**TEXT PROVIDED:**

BFM #182 – We Didn’t Get The Crabs
Posted on August 23, 2007
After 4 failed attempts at extreme parallel parking between a Mini Cooper and SUV outside of Callahan’s, I began to realize why no one else had snagged this rock star spot. I sometimes get cocky with the Beetle because it fits mostly anywhere. I’d have needed the help of those Mentos ("The freshmaker") ogres in denim overalls to pick up my car and plop it in the parking space. But they never come when you need them.
A couple of things about Callahan’s… The beers on tap are generally flat and have a suspiciously sweet taste. They always have a sign up that says, “Crabs are Back!” on the little chalkboard behind the bar. Where did they go? And do we really trust seafood from this place? I’ve seen their kitchen, and I’m only ordering fries. Then there’s the infamous picture on the wall of a dead bald cop that everyone claims looks “just like Lesbian” (In reality, the only similarities here are they both A. are bald and B. were cops). But the most important thing I can say about Callahans, and the reason I actually like this place, is they pretty much let you do whatever the fuck you want.
When I walked into the bar, Lick Hymen told me he already had a really good quote for the trash: “Sloppy Ho said she wants crabs tonight!” 2 Clump Chump quickly reminded me that everyone makes that joke. So it wasn’t really that original or very funny. Rumors were swirling that Sloppy wanted to yet again rename Lick Hymen (formerly Barry Maniblow) to “Queerly I’m Straight.” Now THAT was funny. Talking to Hold the Sausage about my failed park job with bar patrons watching, she recalled how the whole bar had once cheered her for changing her shirt in the car before the hash.

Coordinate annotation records
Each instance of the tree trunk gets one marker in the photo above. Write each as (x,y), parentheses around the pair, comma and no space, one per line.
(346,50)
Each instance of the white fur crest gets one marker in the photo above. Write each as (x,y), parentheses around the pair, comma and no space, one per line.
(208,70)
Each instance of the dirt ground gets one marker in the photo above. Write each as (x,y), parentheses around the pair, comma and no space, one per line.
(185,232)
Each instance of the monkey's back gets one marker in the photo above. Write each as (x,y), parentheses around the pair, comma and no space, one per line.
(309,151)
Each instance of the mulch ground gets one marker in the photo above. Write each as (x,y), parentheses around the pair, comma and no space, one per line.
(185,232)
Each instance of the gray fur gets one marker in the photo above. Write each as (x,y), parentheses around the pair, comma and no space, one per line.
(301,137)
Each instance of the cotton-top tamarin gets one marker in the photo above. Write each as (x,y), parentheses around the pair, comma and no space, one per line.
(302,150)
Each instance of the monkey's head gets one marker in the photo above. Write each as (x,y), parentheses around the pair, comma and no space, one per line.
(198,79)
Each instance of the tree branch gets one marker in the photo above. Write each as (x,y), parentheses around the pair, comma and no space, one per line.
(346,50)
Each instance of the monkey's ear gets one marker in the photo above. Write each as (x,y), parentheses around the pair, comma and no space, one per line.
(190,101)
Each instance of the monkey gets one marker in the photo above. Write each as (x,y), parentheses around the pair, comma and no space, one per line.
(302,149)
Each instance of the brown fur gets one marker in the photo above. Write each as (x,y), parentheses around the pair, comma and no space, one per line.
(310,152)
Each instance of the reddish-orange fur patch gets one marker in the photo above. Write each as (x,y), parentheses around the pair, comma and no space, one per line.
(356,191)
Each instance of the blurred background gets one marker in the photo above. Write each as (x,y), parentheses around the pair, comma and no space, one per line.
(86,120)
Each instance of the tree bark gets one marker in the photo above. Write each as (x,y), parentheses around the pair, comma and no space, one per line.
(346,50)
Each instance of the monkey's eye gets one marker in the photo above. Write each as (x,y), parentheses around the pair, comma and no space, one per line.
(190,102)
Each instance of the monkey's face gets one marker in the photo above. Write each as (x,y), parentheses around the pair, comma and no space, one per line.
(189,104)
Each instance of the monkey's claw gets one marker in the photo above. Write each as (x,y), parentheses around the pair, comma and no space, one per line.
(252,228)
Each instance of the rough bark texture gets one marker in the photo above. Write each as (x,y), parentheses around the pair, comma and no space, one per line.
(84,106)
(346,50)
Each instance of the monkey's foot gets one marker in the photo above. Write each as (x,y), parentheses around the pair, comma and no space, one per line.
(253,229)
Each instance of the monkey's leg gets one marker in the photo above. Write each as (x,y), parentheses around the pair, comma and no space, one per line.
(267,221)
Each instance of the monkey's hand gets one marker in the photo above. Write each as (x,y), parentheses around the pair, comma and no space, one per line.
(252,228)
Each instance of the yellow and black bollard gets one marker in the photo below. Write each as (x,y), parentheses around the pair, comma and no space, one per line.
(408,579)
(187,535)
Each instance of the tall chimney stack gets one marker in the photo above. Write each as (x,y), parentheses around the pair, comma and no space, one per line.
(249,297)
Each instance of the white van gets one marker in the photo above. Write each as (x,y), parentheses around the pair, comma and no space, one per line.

**AIM:**
In the post about Callahan's, what does the sign on the little chalkboard behind the bar say? The listing is separate material that has no connection to the text.

**COMPLETED EXERCISE:**
It says "Crabs are Back!"